======== EXERCISE DATA
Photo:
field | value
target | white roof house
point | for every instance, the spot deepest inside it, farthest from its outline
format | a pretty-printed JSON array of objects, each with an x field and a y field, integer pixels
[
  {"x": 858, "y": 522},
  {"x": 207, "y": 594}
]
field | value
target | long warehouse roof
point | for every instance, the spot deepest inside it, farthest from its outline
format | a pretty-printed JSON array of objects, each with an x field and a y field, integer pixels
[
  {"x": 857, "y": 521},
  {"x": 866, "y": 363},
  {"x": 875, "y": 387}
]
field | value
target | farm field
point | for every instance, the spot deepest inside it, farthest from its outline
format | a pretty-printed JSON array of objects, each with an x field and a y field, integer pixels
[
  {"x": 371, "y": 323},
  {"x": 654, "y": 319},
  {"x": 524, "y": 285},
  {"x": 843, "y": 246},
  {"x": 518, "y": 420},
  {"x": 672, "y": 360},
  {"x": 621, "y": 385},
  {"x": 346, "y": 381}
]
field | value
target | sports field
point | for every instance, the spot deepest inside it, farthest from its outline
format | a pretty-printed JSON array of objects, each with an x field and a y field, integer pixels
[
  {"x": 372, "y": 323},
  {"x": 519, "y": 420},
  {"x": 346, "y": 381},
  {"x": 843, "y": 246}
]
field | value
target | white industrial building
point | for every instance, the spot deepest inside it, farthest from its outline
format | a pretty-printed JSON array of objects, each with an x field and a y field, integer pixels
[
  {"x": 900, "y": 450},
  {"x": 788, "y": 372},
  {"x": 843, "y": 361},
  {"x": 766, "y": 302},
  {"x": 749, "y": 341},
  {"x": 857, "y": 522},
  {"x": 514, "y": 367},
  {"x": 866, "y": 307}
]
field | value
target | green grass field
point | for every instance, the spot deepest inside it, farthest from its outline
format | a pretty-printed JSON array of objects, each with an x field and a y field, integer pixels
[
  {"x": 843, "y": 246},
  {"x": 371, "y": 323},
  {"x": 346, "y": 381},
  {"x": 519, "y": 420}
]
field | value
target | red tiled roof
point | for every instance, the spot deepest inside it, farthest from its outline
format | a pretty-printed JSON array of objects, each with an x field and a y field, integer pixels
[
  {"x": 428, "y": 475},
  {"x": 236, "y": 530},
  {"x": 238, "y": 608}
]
================
Each record should be returned precisely as written.

Photo:
field | value
target | white roof house
point | for every instance, the spot deepest inside it, farthest from its outline
format | a pretty-printed JSON array of objects, each with an x field and a y field, integer pixels
[
  {"x": 858, "y": 522},
  {"x": 207, "y": 594}
]
field | value
target | long warehouse roof
point | for every instance, the spot deepest inside it, farthest from its outline
format | a pretty-printed JSON array of objects, each with an x field and a y field, integer pixels
[
  {"x": 857, "y": 521},
  {"x": 866, "y": 363},
  {"x": 875, "y": 387}
]
field | value
target | farm field
point | for every instance, the spot deepest inside it, farthest from its outline
format | a pretty-printed JSON array of objects, each with an x field and a y field, integer pixels
[
  {"x": 371, "y": 323},
  {"x": 654, "y": 319},
  {"x": 524, "y": 285},
  {"x": 843, "y": 246},
  {"x": 518, "y": 420},
  {"x": 672, "y": 360},
  {"x": 621, "y": 385},
  {"x": 346, "y": 381}
]
field | value
target | sports field
point | for every instance, the spot deepest inside it, farthest from its outline
format | a pretty-printed JSON array of objects, each with an x field and a y field, integer pixels
[
  {"x": 372, "y": 323},
  {"x": 519, "y": 420},
  {"x": 346, "y": 381},
  {"x": 843, "y": 246}
]
field | value
target | white industrial building
point | for every instance, the spot deepest inside it, farthest from its outline
format | a pretty-printed JSON array of objects, each with an x field and a y field, integer pixels
[
  {"x": 900, "y": 450},
  {"x": 788, "y": 372},
  {"x": 843, "y": 361},
  {"x": 766, "y": 302},
  {"x": 749, "y": 341},
  {"x": 857, "y": 522},
  {"x": 514, "y": 367},
  {"x": 866, "y": 307}
]
field | value
target | green grass field
point | for every instance, the spot deepest inside it, farthest from its outline
format | a pretty-printed JSON array of objects, each with an x field and a y field, integer pixels
[
  {"x": 843, "y": 246},
  {"x": 371, "y": 323},
  {"x": 346, "y": 381},
  {"x": 519, "y": 420}
]
field | value
target | red tiled roof
point | for every instance, the spot deepest inside it, farthest from its outline
format | a pretty-printed JSON array of objects, each with an x field and a y field, integer pixels
[
  {"x": 428, "y": 475},
  {"x": 236, "y": 530},
  {"x": 238, "y": 608}
]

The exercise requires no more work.